§ Given instruction:
In the passage on the congressional budget moves, why did Rep. Fred Upton revoke his support for the lightbulb efficiency rules? Answer in one to three sentences.

§ Document passage:

----

And the ideological moves:

  • Prevent contributions to the Green Climate Fund. President Obama recently pledged $3 billion to the U.N. fund created to help developing nations mitigate their greenhouse gas emissions and adapt to climate change. Republicans, of course, don’t believe in climate change and don’t believe in helping poor countries. So, even though Obama didn’t request the funding in this fiscal year, they explicitly forbade him from allocating it.
  • Cut EPA funding. The agency’s budget will be down $60 million from last year, which is actually a surprisingly small drop within an overall budget of $8.1 billion. Still, it will reduce the size of EPA’s staff to its lowest level since 1989. And we can expect bigger cuts when Republicans control both houses of Congress next year.
  • Block regulation of lead ammunition. Hunters leave lead bullets in animal carcasses, and the birds that feed on the carcasses are poisoned. Think Congress would side with birds over hunters? Think again.
  • Defund enforcement of lightbulb efficiency rules. This one pretty much speaks for itself. Fun fact, though: The 2007 law that created the lightbulb efficiency standards was cosponsored by Rep. Fred Upton (R-Mich.), who now chairs the Energy and Commerce Committee. In order to secure his chairmanship in 2011, Upton had to revoke his support for the rules, and has since voted to repeal them. Republicans, you see, were for efficiency before they were against it.

----

§ Dataset entries:
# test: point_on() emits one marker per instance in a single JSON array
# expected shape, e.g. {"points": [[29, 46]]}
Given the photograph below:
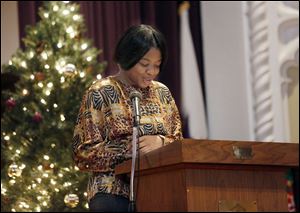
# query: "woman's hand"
{"points": [[147, 143]]}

----

§ Completed task:
Upton revoked his support for the rules so he could secure his chairmanship of the Energy and Commerce Committee in 2011. He had cosponsored the 2007 law that created the standards.